◆ Given task ◆
Pictures in the records should not be copied, but every other part must be repeated exactly.

◆ Information given ◆
Start

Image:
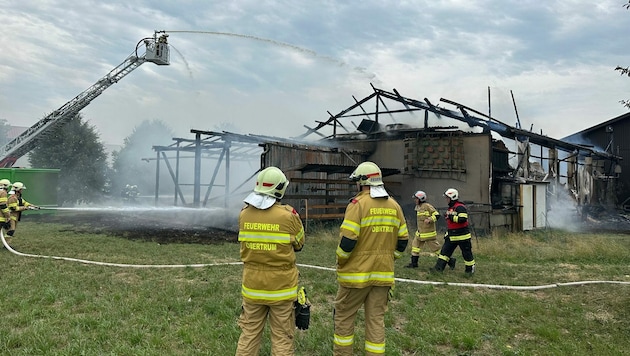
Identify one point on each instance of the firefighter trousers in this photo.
(252, 323)
(347, 303)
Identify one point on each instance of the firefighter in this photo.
(373, 234)
(5, 213)
(17, 204)
(426, 236)
(269, 234)
(457, 235)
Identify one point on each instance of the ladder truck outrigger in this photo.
(156, 51)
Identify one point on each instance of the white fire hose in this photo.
(404, 280)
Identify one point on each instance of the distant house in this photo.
(611, 136)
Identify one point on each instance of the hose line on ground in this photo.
(403, 280)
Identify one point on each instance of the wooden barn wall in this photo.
(314, 194)
(621, 147)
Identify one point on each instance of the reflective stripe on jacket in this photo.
(424, 211)
(457, 221)
(269, 239)
(376, 224)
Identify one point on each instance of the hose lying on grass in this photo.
(403, 280)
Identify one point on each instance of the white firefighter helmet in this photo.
(272, 182)
(451, 193)
(367, 173)
(422, 196)
(17, 186)
(5, 183)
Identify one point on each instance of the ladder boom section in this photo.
(156, 52)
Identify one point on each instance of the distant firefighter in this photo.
(17, 204)
(5, 213)
(130, 194)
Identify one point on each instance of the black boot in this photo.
(414, 262)
(451, 262)
(439, 266)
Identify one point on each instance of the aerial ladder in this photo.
(156, 50)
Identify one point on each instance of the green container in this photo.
(41, 184)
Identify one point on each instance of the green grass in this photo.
(59, 307)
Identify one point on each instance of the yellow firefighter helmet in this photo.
(271, 181)
(367, 173)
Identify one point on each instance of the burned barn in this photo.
(607, 137)
(509, 177)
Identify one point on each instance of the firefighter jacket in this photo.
(16, 205)
(378, 227)
(457, 221)
(269, 239)
(426, 231)
(5, 213)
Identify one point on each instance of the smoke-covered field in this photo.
(162, 225)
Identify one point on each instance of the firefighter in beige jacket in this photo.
(269, 234)
(373, 234)
(425, 239)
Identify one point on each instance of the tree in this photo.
(75, 149)
(625, 70)
(131, 165)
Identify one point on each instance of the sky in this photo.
(273, 67)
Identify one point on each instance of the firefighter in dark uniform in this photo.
(425, 239)
(457, 235)
(269, 234)
(5, 213)
(17, 204)
(373, 234)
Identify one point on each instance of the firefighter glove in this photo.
(302, 310)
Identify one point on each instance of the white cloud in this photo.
(272, 67)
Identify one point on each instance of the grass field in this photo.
(52, 306)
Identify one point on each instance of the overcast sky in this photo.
(271, 67)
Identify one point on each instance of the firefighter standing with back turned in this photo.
(458, 234)
(5, 213)
(426, 235)
(373, 234)
(269, 234)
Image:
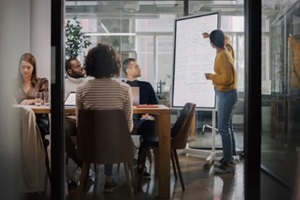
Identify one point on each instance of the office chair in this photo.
(103, 137)
(179, 138)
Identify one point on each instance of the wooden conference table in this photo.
(163, 119)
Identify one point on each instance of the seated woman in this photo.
(103, 63)
(27, 85)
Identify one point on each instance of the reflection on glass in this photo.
(281, 106)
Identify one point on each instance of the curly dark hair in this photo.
(102, 61)
(217, 38)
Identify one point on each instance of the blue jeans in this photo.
(225, 106)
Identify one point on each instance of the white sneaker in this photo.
(221, 161)
(225, 168)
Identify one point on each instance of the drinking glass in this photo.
(38, 98)
(46, 96)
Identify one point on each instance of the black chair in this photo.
(103, 138)
(42, 121)
(179, 137)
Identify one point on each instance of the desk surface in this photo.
(71, 109)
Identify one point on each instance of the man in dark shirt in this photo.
(133, 71)
(143, 124)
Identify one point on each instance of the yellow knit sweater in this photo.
(225, 78)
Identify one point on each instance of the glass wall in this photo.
(281, 90)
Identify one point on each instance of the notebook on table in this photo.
(71, 99)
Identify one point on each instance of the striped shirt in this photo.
(105, 93)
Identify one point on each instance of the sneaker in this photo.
(225, 168)
(110, 186)
(146, 175)
(221, 161)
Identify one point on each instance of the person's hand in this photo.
(207, 75)
(27, 102)
(205, 35)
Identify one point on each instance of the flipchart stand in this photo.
(210, 155)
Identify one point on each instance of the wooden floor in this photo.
(201, 183)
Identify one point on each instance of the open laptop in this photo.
(135, 96)
(71, 99)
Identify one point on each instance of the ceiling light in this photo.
(110, 34)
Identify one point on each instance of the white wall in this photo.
(40, 35)
(14, 37)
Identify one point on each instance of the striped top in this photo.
(105, 93)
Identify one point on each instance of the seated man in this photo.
(143, 124)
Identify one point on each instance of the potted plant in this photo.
(76, 41)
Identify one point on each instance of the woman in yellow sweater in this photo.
(224, 80)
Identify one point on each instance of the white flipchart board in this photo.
(193, 56)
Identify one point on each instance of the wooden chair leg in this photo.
(179, 169)
(141, 167)
(83, 180)
(132, 175)
(126, 169)
(173, 164)
(47, 163)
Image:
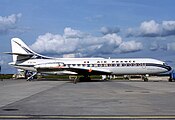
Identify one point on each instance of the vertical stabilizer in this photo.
(20, 49)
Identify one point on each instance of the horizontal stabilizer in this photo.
(21, 54)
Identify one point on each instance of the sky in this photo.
(89, 28)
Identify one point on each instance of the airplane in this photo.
(26, 59)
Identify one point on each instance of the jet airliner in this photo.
(26, 59)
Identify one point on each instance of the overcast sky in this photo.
(90, 28)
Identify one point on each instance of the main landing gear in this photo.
(30, 75)
(82, 79)
(145, 78)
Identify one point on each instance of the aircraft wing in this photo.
(90, 71)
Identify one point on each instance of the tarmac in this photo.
(114, 99)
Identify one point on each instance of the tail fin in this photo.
(21, 51)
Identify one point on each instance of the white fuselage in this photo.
(111, 66)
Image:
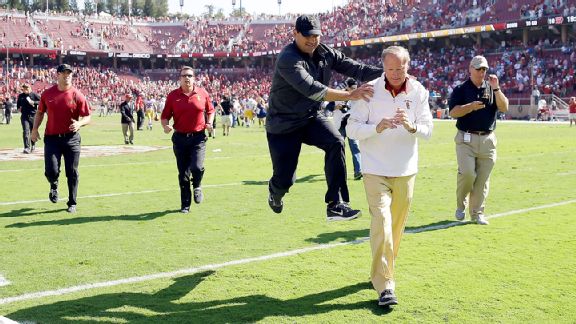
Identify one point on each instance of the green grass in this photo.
(518, 269)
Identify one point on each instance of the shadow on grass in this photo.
(164, 306)
(346, 236)
(308, 178)
(84, 220)
(363, 235)
(29, 212)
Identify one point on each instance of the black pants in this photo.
(56, 146)
(190, 150)
(7, 115)
(27, 124)
(285, 150)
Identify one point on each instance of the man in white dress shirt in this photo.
(388, 128)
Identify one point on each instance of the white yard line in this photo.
(182, 272)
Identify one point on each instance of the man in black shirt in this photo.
(475, 103)
(27, 103)
(299, 86)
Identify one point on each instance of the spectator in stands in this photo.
(191, 108)
(27, 103)
(127, 119)
(67, 111)
(299, 85)
(389, 139)
(572, 110)
(475, 103)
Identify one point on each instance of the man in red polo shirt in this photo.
(191, 108)
(67, 111)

End

◆ Final result ◆
Image:
Identify one point on each instance of the firefighter trousers in this photo.
(252, 323)
(347, 303)
Identify one point on each instance of the firefighter in this photo.
(373, 234)
(5, 213)
(17, 204)
(426, 236)
(269, 234)
(457, 235)
Identify one point on each instance of the ladder truck outrigger in this photo.
(156, 51)
Identify one point on each instance of the white fire hose in this photo.
(404, 280)
Identify one point on each instance of the distant house in this photo.
(611, 136)
Identify one point on each instance of the hose line on ground in this photo.
(403, 280)
Identify one point on each instance of the wooden barn wall in this photo.
(314, 194)
(621, 147)
Identify one point on each instance of the reflective stripe on jacket in this photo.
(424, 211)
(457, 221)
(269, 239)
(376, 224)
Identify one point on each instance of the hose lying on grass in this photo.
(403, 280)
Identify one point on each instance of the white firefighter helmet in this photo.
(272, 182)
(451, 193)
(367, 173)
(422, 196)
(17, 186)
(5, 183)
Identify one point on each instance of the ladder boom section in this photo.
(156, 52)
Identify one point on each instance of the distant firefighter in this photo.
(17, 204)
(5, 213)
(130, 194)
Identify one point on each instance of the black boot in this photo.
(414, 262)
(451, 262)
(439, 266)
Identify one point on each instance of the aerial ladder in this photo.
(156, 50)
Identify one point on each instance of the green container in this photo.
(41, 184)
Identify one point on each instance of the green grass in this photo.
(59, 307)
Identify one point on each instance of the yellow firefighter helmet in this photo.
(271, 181)
(367, 173)
Identify one point on each instance of the burned barn in this photo.
(607, 137)
(509, 177)
Identify one point on each instance of the firefighter jacket in this photo.
(16, 205)
(378, 227)
(457, 221)
(269, 239)
(426, 231)
(5, 213)
Identify one point on each instance of the smoke-covered field in this photo.
(162, 225)
Identify one point on each instance of the firefighter in beige jacket in this photo.
(269, 234)
(373, 234)
(425, 239)
Identify one point on each instance of the tree in this photo.
(75, 149)
(625, 70)
(131, 165)
Identify one point on each instance of the sky in this photo.
(273, 67)
Identify one point on each instance of the firefighter in dark uniform in this photo.
(425, 239)
(457, 235)
(269, 234)
(5, 213)
(17, 204)
(373, 234)
Identify one point on each instance of the firefighter glove in this photo.
(302, 310)
Identify one point on each instance of the white cloud in this photo.
(272, 67)
Identify one point on each instance of the grass field in this photo.
(52, 306)
Identify one point on each instance of the overcast sky in this photo.
(271, 67)
Identify one point on each instance of the firefighter standing with back turned in this photo.
(458, 234)
(5, 213)
(426, 235)
(373, 234)
(269, 234)
Image:
Identify one point on each instance of the office chair in this photo.
(103, 137)
(179, 138)
Identify one point on each instance of the wooden conference table in this photo.
(163, 119)
Identify one point on each instance of the seated woman in this photo.
(103, 63)
(27, 85)
Identify one point on each instance of the reflection on glass in this photo.
(281, 106)
Identify one point on each instance of the curly dark hair in this photo.
(102, 61)
(217, 38)
Identify one point on each instance of the blue jeans in this photo.
(225, 106)
Identify one point on each instance of the white sneaker in this photo.
(221, 161)
(225, 168)
Identify one point on each instance of the drinking glass in this photo.
(38, 98)
(46, 96)
Identify one point on each instance of the black chair in this photo.
(103, 138)
(42, 121)
(179, 137)
Identify one point on each instance of the desk surface in this photo.
(71, 109)
Identify one point on each instance of the man in dark shirt in this photo.
(133, 71)
(143, 124)
Identify one point on each instance of the yellow knit sweater in this photo.
(225, 78)
Identify one point on each instance of the glass wall in this photo.
(281, 90)
Identify one point on each instance of the notebook on table in this photo.
(71, 99)
Identify one point on each instance of the striped shirt in this photo.
(105, 93)
Identify one point on each instance of the sneaker in this photo.
(225, 168)
(110, 186)
(146, 175)
(221, 161)
Identify one point on each instance of the person's hand in this photo.
(207, 75)
(27, 102)
(205, 35)
Identify one point on each instance of the flipchart stand in this photo.
(210, 155)
Identify one point on each instance of the wooden floor in this photo.
(201, 183)
Identify one point on each instance of the open laptop in this photo.
(135, 96)
(71, 99)
Identify one point on each instance of the ceiling light in this photo.
(110, 34)
Identify one point on each instance of the white wall in this photo.
(40, 35)
(14, 37)
Identify one point on each instance of the striped top in this photo.
(105, 93)
Identify one point on each instance of the seated man in this photo.
(143, 124)
Identify one point on each instance of the potted plant in this photo.
(76, 41)
Identify one point on each instance of the woman in yellow sweater in this photo.
(224, 80)
Identify one point on each instance of the white flipchart board in this photo.
(193, 56)
Identify one point on each instance of the wooden chair leg in this photo.
(179, 169)
(141, 167)
(83, 180)
(132, 175)
(126, 169)
(173, 164)
(47, 163)
Image:
Identify one point on each instance of the vertical stabilizer in this photo.
(20, 49)
Identify one point on each instance of the horizontal stabilizer in this photo.
(21, 54)
Identify one point on each instance of the sky in this photo.
(89, 28)
Identify one point on each instance of the airplane in this photo.
(26, 59)
Identify one point on each instance of the jet airliner in this photo.
(26, 59)
Identify one point on each instance of the overcast sky in this photo.
(90, 28)
Identify one point on each instance of the main landing gear in this photo.
(30, 75)
(82, 79)
(145, 78)
Identify one point on each instance of the aircraft wing in this photo.
(90, 71)
Identify one point on each instance of the tarmac in this photo.
(114, 99)
Identify one point on each instance of the tail fin in this photo.
(21, 51)
Identify one point on each instance of the white fuselage in this photo.
(111, 66)
Image:
Identify one point on each instance of the green grass in this photo.
(518, 269)
Identify one point on each instance of the shadow on grass in this photo.
(164, 306)
(346, 236)
(308, 178)
(84, 220)
(363, 235)
(29, 212)
Identify one point on each instance of the black pants in this photo.
(56, 146)
(190, 150)
(7, 115)
(27, 124)
(285, 150)
Identify one point on each instance of the man in white dress shirt in this photo.
(388, 128)
Identify one point on each instance of the white yard line in this photo.
(182, 272)
Identify one point on each instance of the man in black shirt in this photo.
(475, 103)
(27, 103)
(299, 86)
Identify one point on each instance of the spectator in stands in this photo.
(191, 108)
(27, 103)
(127, 119)
(67, 111)
(299, 85)
(389, 139)
(572, 110)
(475, 103)
Identify one point on each instance of the man in red polo shirt in this photo.
(191, 108)
(67, 111)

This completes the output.